§ **About this exercise**:
Please restate the following records word for word.
----------
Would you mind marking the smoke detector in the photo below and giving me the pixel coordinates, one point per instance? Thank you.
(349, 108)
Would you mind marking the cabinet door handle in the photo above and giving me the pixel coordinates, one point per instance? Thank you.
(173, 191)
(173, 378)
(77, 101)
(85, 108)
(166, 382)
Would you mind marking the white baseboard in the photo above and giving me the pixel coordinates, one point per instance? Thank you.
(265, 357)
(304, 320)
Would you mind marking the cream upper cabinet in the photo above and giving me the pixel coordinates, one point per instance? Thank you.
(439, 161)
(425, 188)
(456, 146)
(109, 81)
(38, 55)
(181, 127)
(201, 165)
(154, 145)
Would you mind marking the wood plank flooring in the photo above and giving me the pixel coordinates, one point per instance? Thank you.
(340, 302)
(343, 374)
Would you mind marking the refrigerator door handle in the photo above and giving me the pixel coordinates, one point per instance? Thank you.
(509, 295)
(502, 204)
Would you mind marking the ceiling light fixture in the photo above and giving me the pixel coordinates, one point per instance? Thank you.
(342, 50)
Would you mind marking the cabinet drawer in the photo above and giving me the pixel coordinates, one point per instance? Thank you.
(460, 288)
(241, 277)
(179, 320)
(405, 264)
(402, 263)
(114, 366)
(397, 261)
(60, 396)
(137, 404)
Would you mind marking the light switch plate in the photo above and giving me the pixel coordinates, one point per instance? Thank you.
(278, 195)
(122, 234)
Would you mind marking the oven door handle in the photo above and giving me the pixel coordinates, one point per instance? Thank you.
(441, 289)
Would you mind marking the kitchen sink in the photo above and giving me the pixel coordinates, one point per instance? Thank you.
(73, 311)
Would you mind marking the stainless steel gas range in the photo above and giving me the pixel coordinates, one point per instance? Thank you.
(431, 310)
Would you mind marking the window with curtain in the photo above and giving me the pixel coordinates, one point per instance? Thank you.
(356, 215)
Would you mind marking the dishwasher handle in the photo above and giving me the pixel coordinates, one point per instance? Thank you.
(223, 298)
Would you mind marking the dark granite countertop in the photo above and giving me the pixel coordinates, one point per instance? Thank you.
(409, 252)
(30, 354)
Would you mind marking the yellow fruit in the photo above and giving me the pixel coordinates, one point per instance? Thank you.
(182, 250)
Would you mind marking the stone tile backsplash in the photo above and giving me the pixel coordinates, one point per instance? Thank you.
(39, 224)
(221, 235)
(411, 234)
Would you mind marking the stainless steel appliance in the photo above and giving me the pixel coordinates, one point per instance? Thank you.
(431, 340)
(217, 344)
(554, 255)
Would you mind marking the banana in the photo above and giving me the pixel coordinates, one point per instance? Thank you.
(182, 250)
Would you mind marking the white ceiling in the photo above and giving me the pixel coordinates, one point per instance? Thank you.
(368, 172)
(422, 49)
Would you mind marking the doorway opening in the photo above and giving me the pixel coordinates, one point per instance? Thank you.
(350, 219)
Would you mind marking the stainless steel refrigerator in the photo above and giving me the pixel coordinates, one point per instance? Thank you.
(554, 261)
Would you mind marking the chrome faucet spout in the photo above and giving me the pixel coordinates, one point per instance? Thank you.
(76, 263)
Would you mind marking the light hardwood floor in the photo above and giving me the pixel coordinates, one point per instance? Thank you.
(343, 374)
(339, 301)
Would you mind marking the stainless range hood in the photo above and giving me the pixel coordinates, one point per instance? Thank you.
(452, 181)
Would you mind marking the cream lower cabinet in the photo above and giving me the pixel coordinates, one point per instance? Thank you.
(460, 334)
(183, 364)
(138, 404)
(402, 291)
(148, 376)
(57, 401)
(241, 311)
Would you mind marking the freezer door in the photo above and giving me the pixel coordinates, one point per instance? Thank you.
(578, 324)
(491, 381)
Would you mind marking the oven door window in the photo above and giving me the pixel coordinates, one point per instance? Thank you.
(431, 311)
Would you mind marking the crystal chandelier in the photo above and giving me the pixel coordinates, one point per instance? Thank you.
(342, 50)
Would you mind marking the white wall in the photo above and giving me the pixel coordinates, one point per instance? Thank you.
----------
§ **Answer space**:
Would you mind marking the smoke detector in the photo below and giving me the pixel coordinates, one point per instance? Thank you.
(349, 108)
Would you mind marking the cabinet door handle in the photo above and giving me the pixel coordinates, one point per instance? Thank you.
(173, 191)
(173, 378)
(77, 101)
(85, 108)
(166, 382)
Would you mind marking the white baseboard in the photo above and giving me the pixel coordinates, one point per instance? Thank you.
(265, 357)
(304, 320)
Would you mind marking the cream upper cabinet in the photo above and giving me the pixel coordinates, one point per instance? Thank you.
(439, 161)
(425, 188)
(456, 146)
(109, 81)
(38, 55)
(181, 127)
(201, 165)
(154, 145)
Would you mind marking the wood plank flooring in the photo above and giving me the pixel coordinates, one point per instance? Thank you.
(340, 302)
(343, 374)
Would you mind marking the refrigerator door handle in the photo above and giving me the pixel coordinates, one point per instance? Thank you.
(509, 295)
(502, 204)
Would you mind marking the ceiling light fixture in the photo above and giving me the pixel coordinates, one point per instance? Thank you.
(342, 50)
Would you mind marking the cabinet drawer in the photo above and giving me the pixel coordinates, one point per instance? Thank you.
(460, 288)
(241, 277)
(179, 320)
(405, 264)
(402, 263)
(114, 366)
(397, 261)
(60, 396)
(137, 404)
Would you mind marking the light switch plate in the photo above and giving me the pixel coordinates, one point per instance? Thank you.
(278, 195)
(122, 234)
Would you mind marking the oven door handle in the photo above and giving me the pixel coordinates, one point per instance? Thank you.
(441, 289)
Would you mind marking the kitchen sink in the photo above and giving me the pixel coordinates, one point per instance? Thank you.
(73, 311)
Would you mind marking the stainless steel gas range in the photo above and giving me the pixel coordinates, one point per instance? Thank you.
(431, 310)
Would you mind marking the window with curtain in the photo above and giving me the pixel coordinates, one point per instance? Thank you.
(356, 215)
Would you mind marking the dishwasher handle in the photo above and giving me the pixel coordinates, one point per instance? Thank you.
(223, 298)
Would you mind marking the dark granite countertop in the photo above and giving me the pixel coordinates, one point per instance? Thank you.
(409, 252)
(30, 354)
Would you mind marking the yellow fruit in the photo above and giving me the pixel coordinates, one point per instance? Thank you.
(182, 250)
Would you mind marking the stone tile backsplash in the photo above and giving me the pixel coordinates, one point per instance? Thank you.
(39, 224)
(221, 235)
(411, 234)
Would you mind marking the stainless steel appliance in the photo above and giving me the pixel coordinates, one point per instance? Thank you.
(431, 340)
(217, 344)
(554, 255)
Would you mind marking the banana in the photo above and giving me the pixel coordinates, one point per instance? Thank you.
(182, 250)
Would you mind marking the white ceiling in the photo above and giving me the pixel coordinates, one point per instance? Thank you.
(368, 172)
(422, 49)
Would you mind marking the doorway opening in the photo above and giving me the pixel coordinates, one point per instance? Thank you.
(350, 219)
Would you mind marking the stainless steel refrigerator in the photo above and giving me the pixel coordinates, one point per instance? Thank you.
(554, 261)
Would you mind marking the chrome faucet spout in the photo above and giving me the pixel coordinates, one point per instance? Thank you.
(76, 263)
Would you mind marking the light hardwood floor in the photo above and giving me the pixel coordinates, one point per instance? Thank you.
(343, 374)
(339, 301)
Would you mind marking the stainless range hood in the photo above and giving me the pixel coordinates, one point per instance? Thank you.
(452, 181)
Would you mind marking the cream lower cabinet in the photo above and giving me the pixel coordinates, one point per instance? Thank you.
(460, 334)
(183, 364)
(138, 404)
(402, 291)
(148, 376)
(57, 401)
(241, 311)
Would you mind marking the freezer door in the photo above and giving me the pixel coordinates, one point per instance? Thank you.
(578, 324)
(491, 381)
Would you mind marking the oven door window in the photo above and giving me the pixel coordinates, one point per instance? Thank you.
(431, 311)
Would you mind marking the crystal chandelier in the photo above and giving me the pixel coordinates, one point per instance? Thank you.
(342, 50)
Would you mind marking the white wall in the photo above and giving me the pixel coordinates, one point per instance? Thank you.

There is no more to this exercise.